== What is required ==
Every line from the first record below down to the line that includes "bbox: eyebrow" must be reproduced exactly; the pictures are not.

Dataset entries
# # # #

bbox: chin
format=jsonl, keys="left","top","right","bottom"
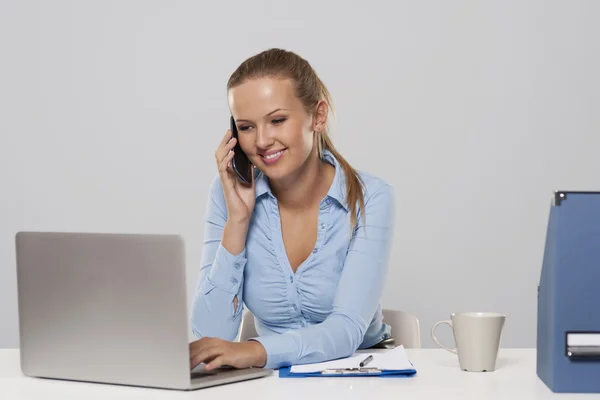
{"left": 260, "top": 166, "right": 289, "bottom": 181}
{"left": 259, "top": 163, "right": 297, "bottom": 183}
{"left": 255, "top": 150, "right": 307, "bottom": 182}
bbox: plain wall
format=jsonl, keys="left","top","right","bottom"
{"left": 1, "top": 0, "right": 599, "bottom": 350}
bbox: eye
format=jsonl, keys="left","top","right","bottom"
{"left": 272, "top": 117, "right": 287, "bottom": 125}
{"left": 238, "top": 125, "right": 252, "bottom": 132}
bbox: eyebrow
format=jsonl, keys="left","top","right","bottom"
{"left": 235, "top": 108, "right": 288, "bottom": 124}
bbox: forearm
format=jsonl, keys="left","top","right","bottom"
{"left": 252, "top": 310, "right": 365, "bottom": 369}
{"left": 191, "top": 285, "right": 243, "bottom": 340}
{"left": 192, "top": 175, "right": 255, "bottom": 339}
{"left": 221, "top": 220, "right": 249, "bottom": 256}
{"left": 191, "top": 227, "right": 248, "bottom": 340}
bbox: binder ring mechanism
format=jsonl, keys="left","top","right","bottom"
{"left": 566, "top": 332, "right": 600, "bottom": 359}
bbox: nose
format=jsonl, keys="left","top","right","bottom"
{"left": 255, "top": 124, "right": 275, "bottom": 149}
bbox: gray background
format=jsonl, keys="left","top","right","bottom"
{"left": 1, "top": 0, "right": 599, "bottom": 349}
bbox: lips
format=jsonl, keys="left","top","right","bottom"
{"left": 260, "top": 149, "right": 286, "bottom": 165}
{"left": 263, "top": 150, "right": 284, "bottom": 160}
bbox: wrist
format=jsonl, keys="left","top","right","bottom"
{"left": 226, "top": 217, "right": 250, "bottom": 229}
{"left": 222, "top": 220, "right": 249, "bottom": 256}
{"left": 249, "top": 340, "right": 267, "bottom": 368}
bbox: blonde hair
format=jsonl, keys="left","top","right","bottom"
{"left": 227, "top": 48, "right": 365, "bottom": 231}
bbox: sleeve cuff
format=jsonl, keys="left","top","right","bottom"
{"left": 251, "top": 333, "right": 299, "bottom": 369}
{"left": 207, "top": 243, "right": 247, "bottom": 294}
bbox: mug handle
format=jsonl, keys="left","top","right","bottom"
{"left": 431, "top": 320, "right": 457, "bottom": 354}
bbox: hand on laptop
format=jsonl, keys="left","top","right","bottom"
{"left": 189, "top": 337, "right": 267, "bottom": 371}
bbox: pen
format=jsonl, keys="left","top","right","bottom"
{"left": 359, "top": 355, "right": 373, "bottom": 367}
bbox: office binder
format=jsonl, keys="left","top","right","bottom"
{"left": 537, "top": 191, "right": 600, "bottom": 393}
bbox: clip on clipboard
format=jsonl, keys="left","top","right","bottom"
{"left": 279, "top": 345, "right": 417, "bottom": 378}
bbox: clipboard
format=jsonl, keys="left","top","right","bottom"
{"left": 278, "top": 365, "right": 417, "bottom": 378}
{"left": 278, "top": 345, "right": 417, "bottom": 378}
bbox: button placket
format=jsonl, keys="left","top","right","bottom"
{"left": 269, "top": 198, "right": 287, "bottom": 275}
{"left": 311, "top": 204, "right": 331, "bottom": 258}
{"left": 271, "top": 198, "right": 301, "bottom": 316}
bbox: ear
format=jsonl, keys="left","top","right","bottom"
{"left": 312, "top": 100, "right": 328, "bottom": 133}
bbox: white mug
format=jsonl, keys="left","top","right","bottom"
{"left": 431, "top": 312, "right": 506, "bottom": 372}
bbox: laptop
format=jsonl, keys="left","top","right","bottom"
{"left": 14, "top": 231, "right": 272, "bottom": 390}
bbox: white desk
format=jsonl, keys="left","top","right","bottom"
{"left": 0, "top": 349, "right": 593, "bottom": 399}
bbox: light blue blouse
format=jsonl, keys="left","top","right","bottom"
{"left": 191, "top": 150, "right": 396, "bottom": 369}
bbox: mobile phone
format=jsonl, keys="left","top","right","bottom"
{"left": 230, "top": 116, "right": 253, "bottom": 184}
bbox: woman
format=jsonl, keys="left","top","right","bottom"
{"left": 189, "top": 48, "right": 396, "bottom": 371}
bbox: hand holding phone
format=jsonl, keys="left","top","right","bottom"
{"left": 213, "top": 118, "right": 256, "bottom": 226}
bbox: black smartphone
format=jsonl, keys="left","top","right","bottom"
{"left": 230, "top": 116, "right": 253, "bottom": 184}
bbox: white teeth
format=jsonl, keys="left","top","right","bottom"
{"left": 264, "top": 151, "right": 283, "bottom": 160}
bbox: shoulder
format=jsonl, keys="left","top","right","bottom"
{"left": 356, "top": 170, "right": 395, "bottom": 205}
{"left": 205, "top": 174, "right": 228, "bottom": 215}
{"left": 208, "top": 174, "right": 225, "bottom": 199}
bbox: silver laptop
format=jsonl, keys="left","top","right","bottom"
{"left": 14, "top": 231, "right": 272, "bottom": 390}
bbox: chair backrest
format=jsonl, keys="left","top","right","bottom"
{"left": 240, "top": 309, "right": 421, "bottom": 348}
{"left": 239, "top": 310, "right": 258, "bottom": 342}
{"left": 382, "top": 308, "right": 421, "bottom": 348}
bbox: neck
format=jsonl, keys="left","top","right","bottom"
{"left": 270, "top": 147, "right": 334, "bottom": 210}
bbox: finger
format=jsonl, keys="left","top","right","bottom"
{"left": 218, "top": 150, "right": 235, "bottom": 173}
{"left": 189, "top": 338, "right": 218, "bottom": 363}
{"left": 189, "top": 337, "right": 212, "bottom": 352}
{"left": 217, "top": 138, "right": 237, "bottom": 164}
{"left": 215, "top": 135, "right": 237, "bottom": 163}
{"left": 205, "top": 356, "right": 226, "bottom": 371}
{"left": 220, "top": 129, "right": 232, "bottom": 147}
{"left": 214, "top": 131, "right": 231, "bottom": 162}
{"left": 189, "top": 337, "right": 219, "bottom": 356}
{"left": 191, "top": 353, "right": 220, "bottom": 370}
{"left": 190, "top": 347, "right": 222, "bottom": 370}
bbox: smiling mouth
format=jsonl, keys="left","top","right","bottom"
{"left": 259, "top": 149, "right": 286, "bottom": 165}
{"left": 262, "top": 150, "right": 284, "bottom": 160}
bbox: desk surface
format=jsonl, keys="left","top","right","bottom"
{"left": 0, "top": 348, "right": 592, "bottom": 399}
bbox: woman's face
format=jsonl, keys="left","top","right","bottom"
{"left": 228, "top": 77, "right": 320, "bottom": 183}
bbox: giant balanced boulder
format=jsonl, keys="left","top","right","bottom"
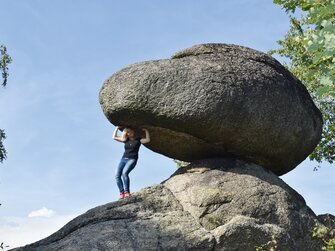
{"left": 99, "top": 43, "right": 323, "bottom": 175}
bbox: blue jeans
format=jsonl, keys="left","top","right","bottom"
{"left": 115, "top": 158, "right": 137, "bottom": 193}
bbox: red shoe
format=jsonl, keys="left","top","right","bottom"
{"left": 119, "top": 192, "right": 125, "bottom": 199}
{"left": 124, "top": 191, "right": 131, "bottom": 198}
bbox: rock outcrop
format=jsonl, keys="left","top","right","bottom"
{"left": 99, "top": 43, "right": 323, "bottom": 175}
{"left": 13, "top": 44, "right": 326, "bottom": 250}
{"left": 13, "top": 158, "right": 325, "bottom": 251}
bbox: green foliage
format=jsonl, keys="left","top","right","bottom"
{"left": 310, "top": 99, "right": 335, "bottom": 163}
{"left": 173, "top": 159, "right": 190, "bottom": 168}
{"left": 255, "top": 235, "right": 278, "bottom": 251}
{"left": 0, "top": 45, "right": 12, "bottom": 87}
{"left": 272, "top": 0, "right": 335, "bottom": 164}
{"left": 312, "top": 217, "right": 335, "bottom": 250}
{"left": 0, "top": 44, "right": 11, "bottom": 163}
{"left": 272, "top": 0, "right": 335, "bottom": 97}
{"left": 0, "top": 129, "right": 6, "bottom": 163}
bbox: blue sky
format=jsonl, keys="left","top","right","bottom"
{"left": 0, "top": 0, "right": 334, "bottom": 248}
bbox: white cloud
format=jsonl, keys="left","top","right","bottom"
{"left": 0, "top": 212, "right": 79, "bottom": 250}
{"left": 28, "top": 207, "right": 55, "bottom": 218}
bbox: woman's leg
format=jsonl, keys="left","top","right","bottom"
{"left": 115, "top": 158, "right": 127, "bottom": 193}
{"left": 122, "top": 158, "right": 137, "bottom": 193}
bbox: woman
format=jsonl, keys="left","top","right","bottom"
{"left": 113, "top": 126, "right": 150, "bottom": 199}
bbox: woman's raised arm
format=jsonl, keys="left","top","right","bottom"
{"left": 113, "top": 126, "right": 125, "bottom": 142}
{"left": 140, "top": 128, "right": 150, "bottom": 144}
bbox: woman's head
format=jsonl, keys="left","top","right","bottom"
{"left": 121, "top": 127, "right": 136, "bottom": 141}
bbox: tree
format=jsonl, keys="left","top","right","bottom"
{"left": 0, "top": 44, "right": 11, "bottom": 250}
{"left": 0, "top": 45, "right": 12, "bottom": 163}
{"left": 312, "top": 216, "right": 335, "bottom": 251}
{"left": 1, "top": 45, "right": 11, "bottom": 88}
{"left": 271, "top": 0, "right": 335, "bottom": 165}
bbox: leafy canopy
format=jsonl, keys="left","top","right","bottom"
{"left": 272, "top": 0, "right": 335, "bottom": 164}
{"left": 0, "top": 45, "right": 11, "bottom": 88}
{"left": 0, "top": 45, "right": 12, "bottom": 163}
{"left": 273, "top": 0, "right": 335, "bottom": 98}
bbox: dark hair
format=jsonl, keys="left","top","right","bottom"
{"left": 121, "top": 127, "right": 136, "bottom": 141}
{"left": 124, "top": 126, "right": 135, "bottom": 131}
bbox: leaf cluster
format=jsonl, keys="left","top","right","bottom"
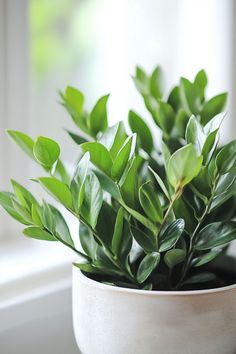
{"left": 1, "top": 66, "right": 236, "bottom": 291}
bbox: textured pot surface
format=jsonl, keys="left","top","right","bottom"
{"left": 73, "top": 267, "right": 236, "bottom": 354}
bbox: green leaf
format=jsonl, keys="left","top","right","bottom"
{"left": 94, "top": 170, "right": 121, "bottom": 201}
{"left": 167, "top": 144, "right": 203, "bottom": 189}
{"left": 210, "top": 179, "right": 236, "bottom": 211}
{"left": 33, "top": 136, "right": 60, "bottom": 168}
{"left": 204, "top": 112, "right": 226, "bottom": 134}
{"left": 99, "top": 122, "right": 127, "bottom": 159}
{"left": 183, "top": 272, "right": 216, "bottom": 285}
{"left": 11, "top": 180, "right": 39, "bottom": 210}
{"left": 6, "top": 130, "right": 35, "bottom": 160}
{"left": 185, "top": 115, "right": 205, "bottom": 154}
{"left": 215, "top": 140, "right": 236, "bottom": 175}
{"left": 159, "top": 219, "right": 185, "bottom": 252}
{"left": 148, "top": 166, "right": 170, "bottom": 199}
{"left": 167, "top": 86, "right": 180, "bottom": 112}
{"left": 112, "top": 208, "right": 132, "bottom": 260}
{"left": 149, "top": 66, "right": 163, "bottom": 99}
{"left": 130, "top": 225, "right": 155, "bottom": 253}
{"left": 192, "top": 250, "right": 222, "bottom": 267}
{"left": 201, "top": 93, "right": 227, "bottom": 125}
{"left": 79, "top": 222, "right": 97, "bottom": 260}
{"left": 139, "top": 182, "right": 163, "bottom": 223}
{"left": 179, "top": 78, "right": 199, "bottom": 115}
{"left": 81, "top": 142, "right": 112, "bottom": 176}
{"left": 11, "top": 199, "right": 32, "bottom": 224}
{"left": 193, "top": 69, "right": 208, "bottom": 101}
{"left": 173, "top": 197, "right": 197, "bottom": 233}
{"left": 73, "top": 262, "right": 105, "bottom": 275}
{"left": 120, "top": 156, "right": 139, "bottom": 209}
{"left": 89, "top": 94, "right": 109, "bottom": 135}
{"left": 155, "top": 101, "right": 175, "bottom": 134}
{"left": 0, "top": 192, "right": 32, "bottom": 225}
{"left": 137, "top": 252, "right": 160, "bottom": 283}
{"left": 31, "top": 204, "right": 43, "bottom": 227}
{"left": 195, "top": 222, "right": 236, "bottom": 250}
{"left": 71, "top": 152, "right": 90, "bottom": 211}
{"left": 161, "top": 141, "right": 171, "bottom": 171}
{"left": 133, "top": 66, "right": 149, "bottom": 95}
{"left": 111, "top": 135, "right": 135, "bottom": 181}
{"left": 38, "top": 177, "right": 73, "bottom": 209}
{"left": 164, "top": 249, "right": 186, "bottom": 269}
{"left": 61, "top": 87, "right": 87, "bottom": 131}
{"left": 111, "top": 207, "right": 124, "bottom": 255}
{"left": 201, "top": 130, "right": 219, "bottom": 163}
{"left": 49, "top": 205, "right": 74, "bottom": 246}
{"left": 96, "top": 203, "right": 116, "bottom": 247}
{"left": 80, "top": 172, "right": 103, "bottom": 229}
{"left": 66, "top": 130, "right": 88, "bottom": 145}
{"left": 23, "top": 226, "right": 56, "bottom": 241}
{"left": 128, "top": 110, "right": 153, "bottom": 154}
{"left": 53, "top": 159, "right": 70, "bottom": 185}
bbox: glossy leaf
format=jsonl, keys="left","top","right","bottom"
{"left": 80, "top": 172, "right": 103, "bottom": 229}
{"left": 111, "top": 207, "right": 124, "bottom": 255}
{"left": 71, "top": 152, "right": 90, "bottom": 211}
{"left": 33, "top": 136, "right": 60, "bottom": 168}
{"left": 89, "top": 94, "right": 109, "bottom": 135}
{"left": 194, "top": 69, "right": 208, "bottom": 101}
{"left": 0, "top": 192, "right": 31, "bottom": 225}
{"left": 139, "top": 182, "right": 163, "bottom": 223}
{"left": 148, "top": 166, "right": 170, "bottom": 199}
{"left": 185, "top": 115, "right": 205, "bottom": 154}
{"left": 7, "top": 130, "right": 35, "bottom": 160}
{"left": 137, "top": 252, "right": 160, "bottom": 283}
{"left": 128, "top": 110, "right": 153, "bottom": 154}
{"left": 164, "top": 249, "right": 186, "bottom": 269}
{"left": 81, "top": 142, "right": 112, "bottom": 176}
{"left": 130, "top": 225, "right": 155, "bottom": 253}
{"left": 149, "top": 66, "right": 163, "bottom": 99}
{"left": 159, "top": 219, "right": 185, "bottom": 252}
{"left": 167, "top": 144, "right": 203, "bottom": 188}
{"left": 183, "top": 272, "right": 216, "bottom": 285}
{"left": 192, "top": 250, "right": 222, "bottom": 267}
{"left": 201, "top": 93, "right": 227, "bottom": 124}
{"left": 79, "top": 222, "right": 97, "bottom": 260}
{"left": 120, "top": 156, "right": 139, "bottom": 209}
{"left": 215, "top": 140, "right": 236, "bottom": 175}
{"left": 179, "top": 78, "right": 199, "bottom": 115}
{"left": 23, "top": 226, "right": 56, "bottom": 241}
{"left": 195, "top": 222, "right": 236, "bottom": 250}
{"left": 100, "top": 122, "right": 127, "bottom": 159}
{"left": 38, "top": 177, "right": 73, "bottom": 209}
{"left": 111, "top": 135, "right": 134, "bottom": 180}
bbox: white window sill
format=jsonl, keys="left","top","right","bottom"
{"left": 0, "top": 236, "right": 76, "bottom": 309}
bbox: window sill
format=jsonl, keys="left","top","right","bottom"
{"left": 0, "top": 236, "right": 76, "bottom": 309}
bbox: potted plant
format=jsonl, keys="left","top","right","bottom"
{"left": 0, "top": 66, "right": 235, "bottom": 354}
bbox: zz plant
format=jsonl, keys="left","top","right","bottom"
{"left": 1, "top": 66, "right": 236, "bottom": 291}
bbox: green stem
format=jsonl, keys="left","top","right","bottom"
{"left": 45, "top": 227, "right": 91, "bottom": 262}
{"left": 175, "top": 176, "right": 219, "bottom": 289}
{"left": 158, "top": 188, "right": 182, "bottom": 239}
{"left": 70, "top": 209, "right": 138, "bottom": 286}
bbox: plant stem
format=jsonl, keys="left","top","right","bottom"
{"left": 175, "top": 176, "right": 219, "bottom": 289}
{"left": 158, "top": 188, "right": 182, "bottom": 238}
{"left": 70, "top": 210, "right": 139, "bottom": 286}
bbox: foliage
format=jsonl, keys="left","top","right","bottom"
{"left": 1, "top": 66, "right": 236, "bottom": 291}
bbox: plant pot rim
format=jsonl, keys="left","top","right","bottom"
{"left": 73, "top": 266, "right": 236, "bottom": 297}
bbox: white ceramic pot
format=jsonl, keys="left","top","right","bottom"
{"left": 73, "top": 267, "right": 236, "bottom": 354}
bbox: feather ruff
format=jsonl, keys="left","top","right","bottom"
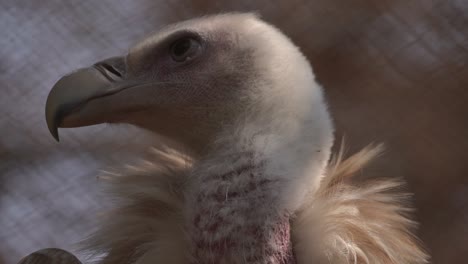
{"left": 81, "top": 145, "right": 428, "bottom": 264}
{"left": 81, "top": 148, "right": 191, "bottom": 264}
{"left": 293, "top": 144, "right": 429, "bottom": 264}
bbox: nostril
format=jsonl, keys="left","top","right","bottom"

# # # #

== Solution for this problem ==
bbox: chin
format=jsonl, keys="left","top","right","bottom"
{"left": 260, "top": 166, "right": 289, "bottom": 181}
{"left": 259, "top": 163, "right": 297, "bottom": 183}
{"left": 255, "top": 150, "right": 307, "bottom": 182}
bbox: plain wall
format=jsonl, keys="left","top","right","bottom"
{"left": 1, "top": 0, "right": 599, "bottom": 350}
bbox: eye
format=jsonl, keys="left","top","right","bottom"
{"left": 272, "top": 117, "right": 287, "bottom": 125}
{"left": 238, "top": 125, "right": 252, "bottom": 132}
bbox: eyebrow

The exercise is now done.